## Begin Quoted passage

Piaggio & C. SpA – time to saddle up?

Piaggio & C. SpA – time to saddle up?
5 May 2023

Image by Marcell Faber / Shutterstock.com

LVMH recently became the first European company to surpass a EUR 500bn market cap. Indeed, if there is any industry where Europe is the envy of the world and impossible to catch up with, it's luxury goods.

The success of the French conglomerate throws the spotlight onto smaller European companies that have most of their potential growth yet ahead.

Surprisingly, investors might want to keep a closer eye on a brand that is less known for luxury, and more for cheap transport and Italian-style "dolce vita". This perception could soon change, and it could make the company an interesting long-term investment.

Introducing Piaggio & C. SpA, the producer of the world-famous Vespa scooter brand.

Piaggio & C. SpA

Piaggio & C. SpA.

A success story that almost didn't happen

Vespa is the iconic scooter known for its stylish Italian design and unique look. It is one of the few products that has led to the creation of a new verb: "vespare", i.e. "going somewhere on a Vespa". By anyone's standard, this is a brand that has very strong lifestyle associations.

The concept was born in post-war Italy when Italian firms were looking to replace their wartime manufacturing with products for the recovering civilian market.

Innocenti, a machinery works at the time, was one of these firms. Looking to design a simple, robust and affordable vehicle, the company enlisted the help of Corradino D'Ascanio, an Italian aeronautical engineer who had designed the first production helicopter. D'Ascanio came up with a "step through" design so that women could also easily get onto the scooter, but Innocenti turned him down.

Along came Enrico Piaggio, the second-generation manager of the eponymous firm. Back in those days, Piaggio & C. SpA produced items for the aeronautical industry, but it had an ambition to help create a modern, affordable mode of transport for the Italian mass market.

Piaggio asked D'Ascanio to redesign some aspects of his scooter, so that it ticked all the boxes he thought were necessary to make it attractive to the mass market. The motorcycle had to be easy to drive for both men and women, be able to carry an extra passenger, and not get its driver's clothes dirty. The redesigned Vespa scooter had a steel body that combined, in a unified structural unit, a complete casing for the engine to protect the rider from dirt or grease. Its flat floorboard provided foot protection, and its prominent front ensured wind protection. Not only was it very practical, but it also looked damn good and different than anything else on the market.

## End Quoted passage
## Begin Listed records

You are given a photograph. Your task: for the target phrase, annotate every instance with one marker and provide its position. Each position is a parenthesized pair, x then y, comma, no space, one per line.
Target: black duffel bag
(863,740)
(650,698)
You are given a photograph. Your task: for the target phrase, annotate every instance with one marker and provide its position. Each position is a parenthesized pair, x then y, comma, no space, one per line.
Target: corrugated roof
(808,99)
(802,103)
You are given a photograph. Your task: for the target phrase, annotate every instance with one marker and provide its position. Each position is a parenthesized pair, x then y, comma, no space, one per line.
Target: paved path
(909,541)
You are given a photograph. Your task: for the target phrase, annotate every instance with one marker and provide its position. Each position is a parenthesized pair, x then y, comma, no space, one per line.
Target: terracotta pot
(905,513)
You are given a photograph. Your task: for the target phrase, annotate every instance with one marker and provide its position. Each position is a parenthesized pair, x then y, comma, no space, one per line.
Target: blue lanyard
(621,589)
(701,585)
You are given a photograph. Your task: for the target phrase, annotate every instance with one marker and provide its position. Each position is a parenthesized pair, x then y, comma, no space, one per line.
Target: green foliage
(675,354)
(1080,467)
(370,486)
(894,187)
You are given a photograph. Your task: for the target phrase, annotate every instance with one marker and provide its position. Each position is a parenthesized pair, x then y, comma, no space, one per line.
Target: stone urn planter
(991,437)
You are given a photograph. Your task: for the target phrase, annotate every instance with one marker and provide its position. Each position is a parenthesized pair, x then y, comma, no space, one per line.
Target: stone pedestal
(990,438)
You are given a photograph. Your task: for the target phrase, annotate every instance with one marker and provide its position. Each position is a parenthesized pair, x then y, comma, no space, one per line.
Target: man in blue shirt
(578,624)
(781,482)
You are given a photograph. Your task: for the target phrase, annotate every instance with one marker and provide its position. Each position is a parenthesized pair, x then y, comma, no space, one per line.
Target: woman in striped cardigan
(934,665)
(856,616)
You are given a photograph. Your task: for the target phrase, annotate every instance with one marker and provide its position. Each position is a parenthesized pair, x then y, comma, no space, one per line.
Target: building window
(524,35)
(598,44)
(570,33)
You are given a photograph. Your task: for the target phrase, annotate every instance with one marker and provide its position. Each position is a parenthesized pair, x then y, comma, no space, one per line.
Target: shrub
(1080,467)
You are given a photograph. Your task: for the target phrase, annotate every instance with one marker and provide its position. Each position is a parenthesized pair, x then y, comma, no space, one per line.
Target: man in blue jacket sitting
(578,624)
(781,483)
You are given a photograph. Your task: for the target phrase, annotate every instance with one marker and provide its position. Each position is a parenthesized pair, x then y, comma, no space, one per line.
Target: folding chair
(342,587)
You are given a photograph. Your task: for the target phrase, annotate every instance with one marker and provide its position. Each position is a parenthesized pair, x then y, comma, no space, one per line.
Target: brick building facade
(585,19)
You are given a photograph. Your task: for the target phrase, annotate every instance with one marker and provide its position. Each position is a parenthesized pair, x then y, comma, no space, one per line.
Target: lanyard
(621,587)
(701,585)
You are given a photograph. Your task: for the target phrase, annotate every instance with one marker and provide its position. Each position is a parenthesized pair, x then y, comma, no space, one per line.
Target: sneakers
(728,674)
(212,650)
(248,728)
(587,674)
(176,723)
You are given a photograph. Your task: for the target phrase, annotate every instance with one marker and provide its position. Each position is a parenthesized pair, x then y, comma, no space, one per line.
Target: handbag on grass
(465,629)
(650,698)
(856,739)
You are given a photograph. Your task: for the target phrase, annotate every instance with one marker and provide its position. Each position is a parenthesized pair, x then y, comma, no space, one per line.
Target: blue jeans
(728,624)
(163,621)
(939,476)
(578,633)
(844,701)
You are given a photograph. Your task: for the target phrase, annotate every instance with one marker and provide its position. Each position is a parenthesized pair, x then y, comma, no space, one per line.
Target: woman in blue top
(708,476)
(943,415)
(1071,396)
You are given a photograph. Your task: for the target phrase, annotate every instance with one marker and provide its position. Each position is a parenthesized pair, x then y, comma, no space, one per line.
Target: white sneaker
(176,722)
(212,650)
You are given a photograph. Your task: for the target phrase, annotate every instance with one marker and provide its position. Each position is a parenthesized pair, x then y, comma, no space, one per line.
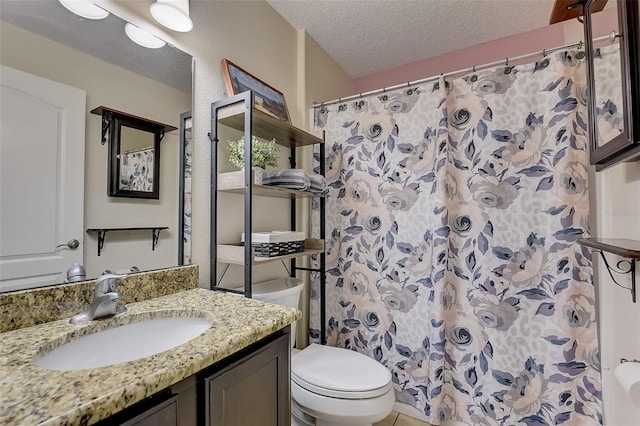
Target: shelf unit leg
(154,239)
(101,234)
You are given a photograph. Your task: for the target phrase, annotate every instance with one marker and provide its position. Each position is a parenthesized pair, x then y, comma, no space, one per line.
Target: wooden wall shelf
(102,232)
(629,249)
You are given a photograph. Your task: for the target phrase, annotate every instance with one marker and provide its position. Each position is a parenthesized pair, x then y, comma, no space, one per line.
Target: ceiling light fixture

## End Listed records

Set exercise
In the article about Piaggio and the Vespa, what had Corradino D'Ascanio designed before he worked on the scooter?

Complete answer
He had designed the first production helicopter.